### EXCERPTED PASSAGE:
Solera National Bancorp, Lakewood, CO (SLRK)

A Case of Almost out of the Woods


Solera National has sure traveled a bumpy road since its de novo formation in 2007. Solera's shares have lost ground en route, too, dropping over half their value since the bank's initial capital raise at $10 per share.

Thankfully, new leaders in the driver's seat appear to be steering this one-branch bank along a more auspicious path, suggesting SLRK's current trading price of 71.5% of book value is wonderfully cheap. If I am correct, book value will soon exceed $7 and investors will pick up at least 60% as Solera makes the rest of its way out of the woods.

Disclosure: As of this posting, I own shares of SLRK and may subsequently either dispose of them or purchase more.

Prospective Buyers
Although much larger than Solera, each of these regional players has a minor presence in Jefferson County, CO compared to Solera's #6 place in this neck of the woods.

### ROWS:
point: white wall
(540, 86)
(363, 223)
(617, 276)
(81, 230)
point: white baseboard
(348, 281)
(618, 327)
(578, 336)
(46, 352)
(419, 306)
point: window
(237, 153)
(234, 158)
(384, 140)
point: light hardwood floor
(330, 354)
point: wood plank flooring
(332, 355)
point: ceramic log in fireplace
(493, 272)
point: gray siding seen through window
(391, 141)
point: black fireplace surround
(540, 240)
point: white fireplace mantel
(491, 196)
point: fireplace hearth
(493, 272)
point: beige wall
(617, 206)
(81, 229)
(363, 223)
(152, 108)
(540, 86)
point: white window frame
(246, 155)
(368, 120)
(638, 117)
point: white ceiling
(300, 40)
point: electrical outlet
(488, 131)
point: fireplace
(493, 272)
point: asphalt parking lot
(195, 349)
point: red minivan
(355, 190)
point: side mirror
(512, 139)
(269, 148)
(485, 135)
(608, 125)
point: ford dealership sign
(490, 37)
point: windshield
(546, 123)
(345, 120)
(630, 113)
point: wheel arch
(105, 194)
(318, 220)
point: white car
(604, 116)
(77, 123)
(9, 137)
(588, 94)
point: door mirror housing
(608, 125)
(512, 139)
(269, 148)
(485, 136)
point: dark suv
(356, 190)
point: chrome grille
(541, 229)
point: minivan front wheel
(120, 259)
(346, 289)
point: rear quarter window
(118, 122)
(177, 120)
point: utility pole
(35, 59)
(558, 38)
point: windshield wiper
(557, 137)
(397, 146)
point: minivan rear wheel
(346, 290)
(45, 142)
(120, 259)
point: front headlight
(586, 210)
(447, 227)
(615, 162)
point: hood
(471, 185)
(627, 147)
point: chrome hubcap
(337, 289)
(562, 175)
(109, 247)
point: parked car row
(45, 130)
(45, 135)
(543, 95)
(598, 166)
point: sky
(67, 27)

### THE TASK:
Print the Solera National Bancorp write-up above in full, word for word.

### EXERCISE ANSWER:
Solera National Bancorp, Lakewood, CO (SLRK)

A Case of Almost out of the Woods


Solera National has sure traveled a bumpy road since its de novo formation in 2007. Solera's shares have lost ground en route, too, dropping over half their value since the bank's initial capital raise at $10 per share.

Thankfully, new leaders in the driver's seat appear to be steering this one-branch bank along a more auspicious path, suggesting SLRK's current trading price of 71.5% of book value is wonderfully cheap. If I am correct, book value will soon exceed $7 and investors will pick up at least 60% as Solera makes the rest of its way out of the woods.

Disclosure: As of this posting, I own shares of SLRK and may subsequently either dispose of them or purchase more.

Prospective Buyers
Although much larger than Solera, each of these regional players has a minor presence in Jefferson County, CO compared to Solera's #6 place in this neck of the woods.